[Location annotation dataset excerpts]
═══

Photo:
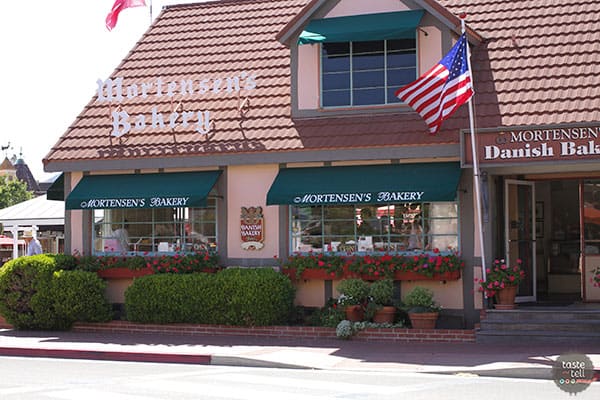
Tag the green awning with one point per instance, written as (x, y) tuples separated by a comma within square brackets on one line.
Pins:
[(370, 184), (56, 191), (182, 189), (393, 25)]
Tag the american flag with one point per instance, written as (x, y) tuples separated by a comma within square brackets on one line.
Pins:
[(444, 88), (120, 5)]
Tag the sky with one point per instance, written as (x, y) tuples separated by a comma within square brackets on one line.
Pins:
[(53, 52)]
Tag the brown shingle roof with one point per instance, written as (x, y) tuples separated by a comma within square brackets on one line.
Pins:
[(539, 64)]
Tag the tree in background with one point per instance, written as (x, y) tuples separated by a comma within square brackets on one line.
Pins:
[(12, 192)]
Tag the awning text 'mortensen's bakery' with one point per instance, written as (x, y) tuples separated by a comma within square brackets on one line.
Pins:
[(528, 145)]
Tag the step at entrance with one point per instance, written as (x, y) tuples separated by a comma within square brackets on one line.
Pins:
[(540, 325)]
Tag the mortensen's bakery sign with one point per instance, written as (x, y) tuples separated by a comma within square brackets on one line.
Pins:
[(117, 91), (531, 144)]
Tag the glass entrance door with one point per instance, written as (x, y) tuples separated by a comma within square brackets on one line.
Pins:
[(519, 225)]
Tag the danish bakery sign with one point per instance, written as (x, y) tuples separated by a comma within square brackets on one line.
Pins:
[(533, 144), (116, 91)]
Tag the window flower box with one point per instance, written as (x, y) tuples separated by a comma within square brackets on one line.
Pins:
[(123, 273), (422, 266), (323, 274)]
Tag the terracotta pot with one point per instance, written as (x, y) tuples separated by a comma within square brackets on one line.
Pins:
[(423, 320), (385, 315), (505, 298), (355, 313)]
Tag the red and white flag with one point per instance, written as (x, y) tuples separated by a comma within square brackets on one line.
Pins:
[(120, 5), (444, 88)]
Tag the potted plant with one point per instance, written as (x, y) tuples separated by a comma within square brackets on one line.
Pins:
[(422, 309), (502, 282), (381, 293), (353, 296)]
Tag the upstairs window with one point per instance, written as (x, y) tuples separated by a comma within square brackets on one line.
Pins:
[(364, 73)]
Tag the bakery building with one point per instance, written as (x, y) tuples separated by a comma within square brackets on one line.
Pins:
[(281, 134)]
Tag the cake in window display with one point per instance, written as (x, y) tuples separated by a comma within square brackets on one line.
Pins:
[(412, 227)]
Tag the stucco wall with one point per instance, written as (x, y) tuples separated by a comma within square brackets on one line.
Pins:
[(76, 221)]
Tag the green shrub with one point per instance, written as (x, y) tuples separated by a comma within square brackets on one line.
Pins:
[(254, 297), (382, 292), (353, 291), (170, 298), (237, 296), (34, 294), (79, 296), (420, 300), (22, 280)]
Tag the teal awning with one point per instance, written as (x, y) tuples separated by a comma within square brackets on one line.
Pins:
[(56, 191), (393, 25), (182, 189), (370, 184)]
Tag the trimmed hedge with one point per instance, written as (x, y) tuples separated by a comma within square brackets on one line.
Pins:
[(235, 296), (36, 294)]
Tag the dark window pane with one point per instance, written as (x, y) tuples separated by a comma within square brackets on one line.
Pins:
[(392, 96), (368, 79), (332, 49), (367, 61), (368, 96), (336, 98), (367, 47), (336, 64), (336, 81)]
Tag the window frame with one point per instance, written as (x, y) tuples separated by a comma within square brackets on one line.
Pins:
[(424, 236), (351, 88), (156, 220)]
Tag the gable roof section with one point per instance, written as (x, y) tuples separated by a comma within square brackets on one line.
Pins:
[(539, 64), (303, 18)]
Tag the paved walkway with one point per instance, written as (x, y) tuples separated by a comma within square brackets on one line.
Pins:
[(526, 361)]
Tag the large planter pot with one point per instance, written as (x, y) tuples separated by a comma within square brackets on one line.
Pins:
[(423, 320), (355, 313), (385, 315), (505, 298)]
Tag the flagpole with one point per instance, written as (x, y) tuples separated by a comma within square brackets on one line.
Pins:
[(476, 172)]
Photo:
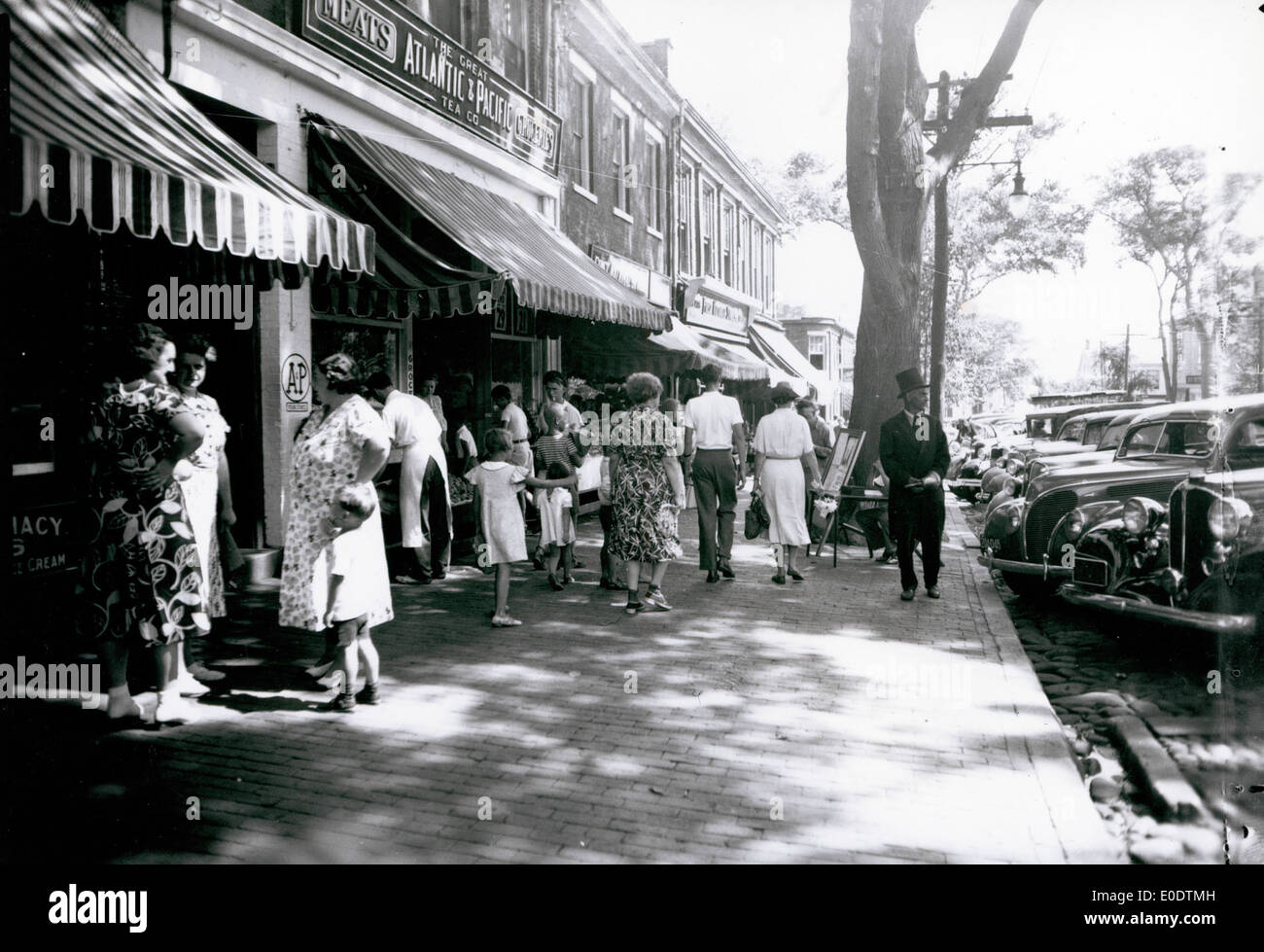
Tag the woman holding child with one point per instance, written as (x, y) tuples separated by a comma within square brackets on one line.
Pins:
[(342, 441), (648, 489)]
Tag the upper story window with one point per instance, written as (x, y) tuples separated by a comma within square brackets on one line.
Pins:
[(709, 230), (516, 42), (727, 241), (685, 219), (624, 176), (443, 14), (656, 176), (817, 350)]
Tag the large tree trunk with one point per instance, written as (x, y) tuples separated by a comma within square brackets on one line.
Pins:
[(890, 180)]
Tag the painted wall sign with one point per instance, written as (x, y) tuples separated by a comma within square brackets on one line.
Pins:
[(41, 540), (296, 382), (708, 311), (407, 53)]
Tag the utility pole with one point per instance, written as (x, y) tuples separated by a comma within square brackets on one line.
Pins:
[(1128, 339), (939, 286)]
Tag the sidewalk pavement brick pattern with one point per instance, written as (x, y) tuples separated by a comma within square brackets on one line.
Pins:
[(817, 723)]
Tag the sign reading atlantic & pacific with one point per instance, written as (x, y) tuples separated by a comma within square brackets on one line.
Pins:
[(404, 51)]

═══

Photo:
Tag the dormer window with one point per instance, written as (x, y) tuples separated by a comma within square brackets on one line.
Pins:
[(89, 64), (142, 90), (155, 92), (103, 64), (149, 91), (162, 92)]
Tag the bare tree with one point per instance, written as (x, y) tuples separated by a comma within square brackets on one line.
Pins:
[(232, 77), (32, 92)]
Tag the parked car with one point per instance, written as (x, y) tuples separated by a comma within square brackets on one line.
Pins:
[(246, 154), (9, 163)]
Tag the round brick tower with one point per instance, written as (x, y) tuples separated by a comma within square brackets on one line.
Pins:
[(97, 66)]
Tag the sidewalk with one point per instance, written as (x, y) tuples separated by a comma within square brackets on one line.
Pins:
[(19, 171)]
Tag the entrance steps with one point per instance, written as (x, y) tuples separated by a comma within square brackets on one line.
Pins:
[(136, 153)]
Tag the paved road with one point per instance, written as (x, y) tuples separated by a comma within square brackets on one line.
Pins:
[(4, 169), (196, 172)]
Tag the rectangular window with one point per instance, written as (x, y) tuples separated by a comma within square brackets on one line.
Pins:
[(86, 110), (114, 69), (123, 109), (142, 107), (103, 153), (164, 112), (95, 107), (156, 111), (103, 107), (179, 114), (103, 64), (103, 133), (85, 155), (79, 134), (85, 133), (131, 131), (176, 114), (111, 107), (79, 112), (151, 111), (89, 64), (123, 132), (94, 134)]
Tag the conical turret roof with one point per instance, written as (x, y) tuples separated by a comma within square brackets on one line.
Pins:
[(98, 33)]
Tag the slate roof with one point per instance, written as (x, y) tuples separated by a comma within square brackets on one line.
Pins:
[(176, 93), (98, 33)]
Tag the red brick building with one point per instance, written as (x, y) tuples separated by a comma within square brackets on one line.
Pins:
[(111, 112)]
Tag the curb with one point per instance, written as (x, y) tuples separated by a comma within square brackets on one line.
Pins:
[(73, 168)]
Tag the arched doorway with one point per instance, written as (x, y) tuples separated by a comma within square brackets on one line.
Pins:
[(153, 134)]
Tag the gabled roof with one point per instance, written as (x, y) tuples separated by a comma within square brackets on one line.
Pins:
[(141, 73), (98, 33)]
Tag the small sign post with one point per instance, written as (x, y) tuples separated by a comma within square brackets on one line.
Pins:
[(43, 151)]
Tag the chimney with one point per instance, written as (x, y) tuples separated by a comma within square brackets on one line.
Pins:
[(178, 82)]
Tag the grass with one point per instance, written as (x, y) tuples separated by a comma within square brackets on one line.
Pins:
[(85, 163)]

═══

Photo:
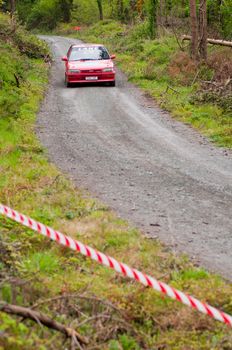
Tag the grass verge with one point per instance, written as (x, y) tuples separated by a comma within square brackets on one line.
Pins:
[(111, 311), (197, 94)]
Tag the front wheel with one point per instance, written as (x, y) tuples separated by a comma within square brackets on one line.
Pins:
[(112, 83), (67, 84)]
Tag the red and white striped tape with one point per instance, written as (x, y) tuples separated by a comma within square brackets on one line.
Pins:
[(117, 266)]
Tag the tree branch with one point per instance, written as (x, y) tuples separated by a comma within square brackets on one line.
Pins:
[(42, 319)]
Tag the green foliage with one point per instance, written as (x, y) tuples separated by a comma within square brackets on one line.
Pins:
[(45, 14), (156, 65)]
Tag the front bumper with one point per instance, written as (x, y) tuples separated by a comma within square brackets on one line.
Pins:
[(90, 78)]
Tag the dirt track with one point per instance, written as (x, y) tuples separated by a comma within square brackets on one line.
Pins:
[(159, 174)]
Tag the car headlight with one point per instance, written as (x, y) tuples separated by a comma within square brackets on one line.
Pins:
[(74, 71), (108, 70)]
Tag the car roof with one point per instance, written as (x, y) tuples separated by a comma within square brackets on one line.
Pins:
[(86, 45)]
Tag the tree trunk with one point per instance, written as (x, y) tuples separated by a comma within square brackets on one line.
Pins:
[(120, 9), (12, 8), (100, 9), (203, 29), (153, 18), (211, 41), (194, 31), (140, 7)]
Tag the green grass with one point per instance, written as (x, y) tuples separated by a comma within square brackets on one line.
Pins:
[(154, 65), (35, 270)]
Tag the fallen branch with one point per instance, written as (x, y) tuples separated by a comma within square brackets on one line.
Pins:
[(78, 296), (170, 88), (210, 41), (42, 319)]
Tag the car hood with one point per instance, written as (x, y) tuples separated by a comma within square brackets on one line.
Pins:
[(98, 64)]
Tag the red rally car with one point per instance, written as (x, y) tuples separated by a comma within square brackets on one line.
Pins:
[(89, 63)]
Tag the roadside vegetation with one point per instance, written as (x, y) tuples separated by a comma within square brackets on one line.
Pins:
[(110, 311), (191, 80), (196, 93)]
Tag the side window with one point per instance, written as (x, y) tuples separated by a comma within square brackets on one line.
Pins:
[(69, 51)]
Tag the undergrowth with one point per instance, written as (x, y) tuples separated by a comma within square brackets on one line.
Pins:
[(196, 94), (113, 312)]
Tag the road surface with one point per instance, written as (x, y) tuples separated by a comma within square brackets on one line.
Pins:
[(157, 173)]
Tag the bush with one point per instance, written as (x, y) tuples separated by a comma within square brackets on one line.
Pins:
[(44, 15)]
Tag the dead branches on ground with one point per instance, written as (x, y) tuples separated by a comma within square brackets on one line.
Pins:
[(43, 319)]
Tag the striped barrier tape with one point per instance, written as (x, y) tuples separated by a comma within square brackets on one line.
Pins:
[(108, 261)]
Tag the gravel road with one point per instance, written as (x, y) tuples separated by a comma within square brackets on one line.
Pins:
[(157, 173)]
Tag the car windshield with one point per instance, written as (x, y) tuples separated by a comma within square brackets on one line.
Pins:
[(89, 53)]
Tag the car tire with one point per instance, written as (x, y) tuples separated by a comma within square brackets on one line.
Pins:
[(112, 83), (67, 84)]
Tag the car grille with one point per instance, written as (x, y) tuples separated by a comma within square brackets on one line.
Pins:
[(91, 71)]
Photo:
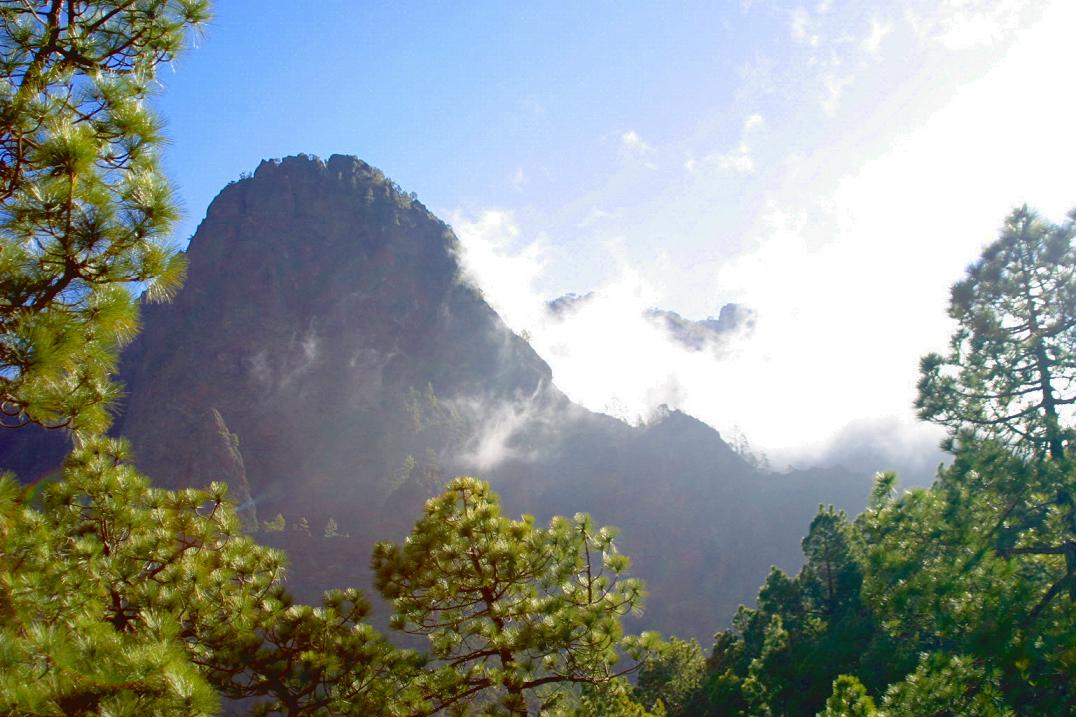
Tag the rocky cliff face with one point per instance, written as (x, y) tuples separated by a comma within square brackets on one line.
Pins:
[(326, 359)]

═══

THE EXERCISE:
Give the lines from the one containing "Tag the car headlight" up to and including the one containing "[(196, 94), (113, 312)]" as a JSON list of strings, one string per line, with any blank lines left out.

FINAL RESULT:
[
  "Tag the car headlight with one point per instance, written as (x, y) tuples separated by a comma within square brackets on one line.",
  "Pins:",
  "[(74, 71), (108, 70)]",
  "Tag the car roof with one point per instance, written as (x, y) tuples separated by a comma within square brackets on one line.",
  "Pins:",
  "[(86, 45)]",
  "Tag the tree trunk with one point per instance, written as (x, y) tuples separated by a comma within square brackets on one line.",
  "Pins:",
  "[(120, 9), (12, 8), (100, 9), (203, 29), (153, 18), (211, 41), (194, 31), (140, 7)]",
  "Tag the green grass with one point per instance, written as (x, y) tuples separated by a comma within square brackets on one line.",
  "Pins:",
  "[(154, 65), (35, 270)]",
  "Tag the fallen branch with one point per instance, written as (x, y) tuples separated by a comma within square brackets on one line.",
  "Pins:",
  "[(78, 296), (170, 88), (210, 41), (42, 319)]",
  "Tag the car hood with one point per instance, written as (x, y) tuples separated by a comma within square brackets on one line.",
  "Pins:",
  "[(98, 64)]",
  "Tag the red rally car with one point per instance, written as (x, y) tuples separated by a comma within square brackets on one line.",
  "Pins:",
  "[(89, 63)]",
  "Tag the roadside vegetation with one point per instance, written as (x, y) tuples separated by a comma within square brackets on one line.",
  "Pins:",
  "[(110, 311), (191, 80), (196, 93)]",
  "Tag the side window with one point per instance, written as (x, y) tuples separated by a comma within square brackets on one line.",
  "Pins:",
  "[(69, 51)]",
  "Tag the undergrowth with one point per instance, written as (x, y) tuples separated by a comma within square brackets on one line.",
  "Pins:",
  "[(196, 94), (113, 312)]"
]